Consider Richard Linklater’s work, and there’s no mistaking the guy’s artistic ambition. Meet him in person and he seems like a faintly hip middle-class dad from Texas, one of those perpetually boyish men of a certain age – Linklater will turn 54 this month, but could pass for a decade younger – who was a star athlete once upon a time and still carries a hint of that swagger. All of that is accurate, as it happens: He grew up in Houston and Huntsville and now lives in Austin, he’s been married for many years and has an adult daughter, and he was a promising baseball player in high school before falling under the spell of Ozu, Bresson, Bergman and Tarkovsky.

Location labeling records
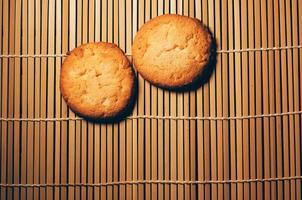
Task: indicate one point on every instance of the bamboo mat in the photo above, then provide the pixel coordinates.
(236, 137)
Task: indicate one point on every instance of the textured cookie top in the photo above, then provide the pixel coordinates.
(171, 50)
(97, 80)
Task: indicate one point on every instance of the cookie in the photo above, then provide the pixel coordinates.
(172, 51)
(97, 81)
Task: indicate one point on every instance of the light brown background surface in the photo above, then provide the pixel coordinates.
(245, 83)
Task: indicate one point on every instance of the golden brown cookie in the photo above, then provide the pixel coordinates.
(97, 80)
(172, 50)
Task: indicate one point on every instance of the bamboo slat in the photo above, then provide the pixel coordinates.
(257, 71)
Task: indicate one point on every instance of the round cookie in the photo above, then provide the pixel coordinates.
(172, 51)
(97, 81)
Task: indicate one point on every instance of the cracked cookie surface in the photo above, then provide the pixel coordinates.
(97, 80)
(172, 50)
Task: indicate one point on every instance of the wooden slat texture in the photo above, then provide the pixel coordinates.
(241, 84)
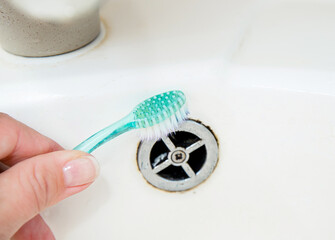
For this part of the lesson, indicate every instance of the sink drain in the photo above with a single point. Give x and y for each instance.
(181, 160)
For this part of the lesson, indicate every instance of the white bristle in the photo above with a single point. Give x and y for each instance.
(165, 127)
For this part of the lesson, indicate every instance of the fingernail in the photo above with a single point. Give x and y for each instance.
(80, 171)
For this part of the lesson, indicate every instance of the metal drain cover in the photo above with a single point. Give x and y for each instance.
(181, 160)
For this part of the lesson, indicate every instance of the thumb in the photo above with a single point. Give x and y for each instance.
(39, 182)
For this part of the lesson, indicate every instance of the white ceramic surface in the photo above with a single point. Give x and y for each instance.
(260, 73)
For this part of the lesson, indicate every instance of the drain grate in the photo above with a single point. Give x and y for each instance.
(181, 160)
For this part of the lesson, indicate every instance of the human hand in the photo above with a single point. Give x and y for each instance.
(41, 174)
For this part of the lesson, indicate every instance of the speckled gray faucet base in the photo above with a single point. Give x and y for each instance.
(31, 36)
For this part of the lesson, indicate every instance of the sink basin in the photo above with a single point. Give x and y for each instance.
(261, 74)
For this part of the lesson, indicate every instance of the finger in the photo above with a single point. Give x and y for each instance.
(39, 182)
(19, 142)
(35, 229)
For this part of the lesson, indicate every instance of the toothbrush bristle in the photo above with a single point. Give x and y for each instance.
(165, 127)
(161, 114)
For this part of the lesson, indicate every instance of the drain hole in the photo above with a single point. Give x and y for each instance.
(158, 154)
(183, 139)
(173, 173)
(197, 159)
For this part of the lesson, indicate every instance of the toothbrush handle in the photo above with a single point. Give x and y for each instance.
(106, 134)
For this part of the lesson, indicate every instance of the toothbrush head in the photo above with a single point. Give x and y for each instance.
(161, 114)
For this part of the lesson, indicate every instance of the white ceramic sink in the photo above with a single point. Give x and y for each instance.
(261, 74)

■ To be done:
**a)** Answer these questions using the passage about Richard Linklater above:
(i) How old will Linklater turn this month?
(ii) Where did he grow up, and where does he live now?
(iii) What sport did he play in high school?
**b)** Pick up the passage about Richard Linklater after its final sentence and keep writing.

■ Responses:
**a)**
(i) 54
(ii) He grew up in Houston and Huntsville and now lives in Austin.
(iii) Baseball

**b)**
Linklater even worked on an oil rig in the Gulf of Mexico for a little while, perhaps the ultimate signifier of Texas manhood. Not long after that, he followed his burgeoning passion for cinema to Austin, co-founded a film society (which hosts the annual Austin Film Festival) and began teaching himself to be a director. Linklater shows his generational roots in at least one important way: He belongs to the last generation of filmmakers whose education came from the art-house cinema of the '60s, '70s and '80s. That process ultimately led to the 1991 “Slacker,” which Linklater shot on the streets of Austin for $23,000 and which became an epoch-shaping hit, labeling an entire generation of disaffected, downscale urbanites and launching the indie-film explosion of the '90s. What was immediately striking about “Slacker” was its experiential power and its utter refusal to obey any plot conventions, or even to have a plot, period. What many viewers didn't notice was that the loosey-goosey atmosphere concealed a meticulously orchestrated structure.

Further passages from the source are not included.